Exercise objective ▸
Up through the line that contains "Where can the bus front wheel", retype the entries exactly, beginning at the very first line.

....

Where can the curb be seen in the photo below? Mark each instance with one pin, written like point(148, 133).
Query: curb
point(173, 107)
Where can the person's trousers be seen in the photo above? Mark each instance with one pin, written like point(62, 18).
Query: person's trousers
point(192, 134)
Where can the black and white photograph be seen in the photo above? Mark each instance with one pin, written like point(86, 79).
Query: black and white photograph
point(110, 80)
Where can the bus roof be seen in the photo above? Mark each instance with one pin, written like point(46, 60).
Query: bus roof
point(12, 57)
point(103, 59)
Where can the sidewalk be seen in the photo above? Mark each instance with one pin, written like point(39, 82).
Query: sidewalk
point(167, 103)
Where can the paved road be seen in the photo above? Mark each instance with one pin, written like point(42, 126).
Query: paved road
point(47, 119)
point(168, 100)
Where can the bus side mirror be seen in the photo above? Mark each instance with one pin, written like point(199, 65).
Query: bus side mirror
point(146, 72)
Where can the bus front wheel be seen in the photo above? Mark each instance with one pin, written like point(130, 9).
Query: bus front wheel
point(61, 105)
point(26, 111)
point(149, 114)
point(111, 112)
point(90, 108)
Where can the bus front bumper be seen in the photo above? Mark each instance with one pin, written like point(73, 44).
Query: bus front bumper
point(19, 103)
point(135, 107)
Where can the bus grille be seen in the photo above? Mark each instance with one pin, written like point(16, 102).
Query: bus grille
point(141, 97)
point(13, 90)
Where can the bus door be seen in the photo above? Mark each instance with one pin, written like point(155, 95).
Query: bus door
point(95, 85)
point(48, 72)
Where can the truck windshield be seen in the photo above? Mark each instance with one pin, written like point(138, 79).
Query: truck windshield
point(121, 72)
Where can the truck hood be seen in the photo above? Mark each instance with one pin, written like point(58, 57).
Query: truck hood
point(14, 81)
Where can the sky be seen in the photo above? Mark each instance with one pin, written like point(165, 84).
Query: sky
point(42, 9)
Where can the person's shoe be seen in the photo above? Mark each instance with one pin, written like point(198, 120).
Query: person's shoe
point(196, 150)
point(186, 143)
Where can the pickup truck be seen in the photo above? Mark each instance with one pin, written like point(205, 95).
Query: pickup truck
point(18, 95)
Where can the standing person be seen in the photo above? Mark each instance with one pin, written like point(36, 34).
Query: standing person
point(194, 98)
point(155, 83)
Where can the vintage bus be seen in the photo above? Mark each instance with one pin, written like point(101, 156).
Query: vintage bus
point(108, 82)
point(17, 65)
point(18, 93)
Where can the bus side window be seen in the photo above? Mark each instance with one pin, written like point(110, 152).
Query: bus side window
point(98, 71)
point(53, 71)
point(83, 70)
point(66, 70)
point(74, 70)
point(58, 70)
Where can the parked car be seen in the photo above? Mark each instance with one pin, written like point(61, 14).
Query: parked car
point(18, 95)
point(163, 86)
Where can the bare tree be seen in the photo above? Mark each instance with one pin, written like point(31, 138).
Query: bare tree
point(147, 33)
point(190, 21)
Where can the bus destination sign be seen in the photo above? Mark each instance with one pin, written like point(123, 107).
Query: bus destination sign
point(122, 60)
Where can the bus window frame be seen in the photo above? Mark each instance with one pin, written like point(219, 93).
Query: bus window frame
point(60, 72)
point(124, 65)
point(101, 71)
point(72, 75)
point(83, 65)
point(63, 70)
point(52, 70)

....

Completed task ▸
Where can the curb be seen in the photo below? Mark each instance with one pin, written like point(148, 133).
Query: curb
point(173, 107)
Where can the person's trousers be seen in the photo above? Mark each instance with one pin, written like point(62, 18).
Query: person's trousers
point(192, 134)
Where can the black and white photograph be seen in the photo above? Mark each instance with one pin, written like point(86, 79).
Query: black and white photograph
point(110, 80)
Where can the bus roof be seen in the photo above? Mark each instance with one pin, written like point(46, 60).
Query: bus roof
point(12, 57)
point(103, 59)
Where can the sidewalk be seen in the photo above? Mark each instance with one pin, written like point(39, 82).
Query: sidewalk
point(167, 103)
Where can the paved road be seen in the photo above? Mark each instance with one pin, written like point(42, 126).
Query: paved road
point(47, 119)
point(168, 100)
Where can the bus side mirror be seen in the photo above? Mark each instance with one pin, written like point(199, 65).
Query: bus side mirror
point(146, 72)
Where can the bus front wheel be seen in the photo above? Mark each instance with one pin, written like point(130, 9).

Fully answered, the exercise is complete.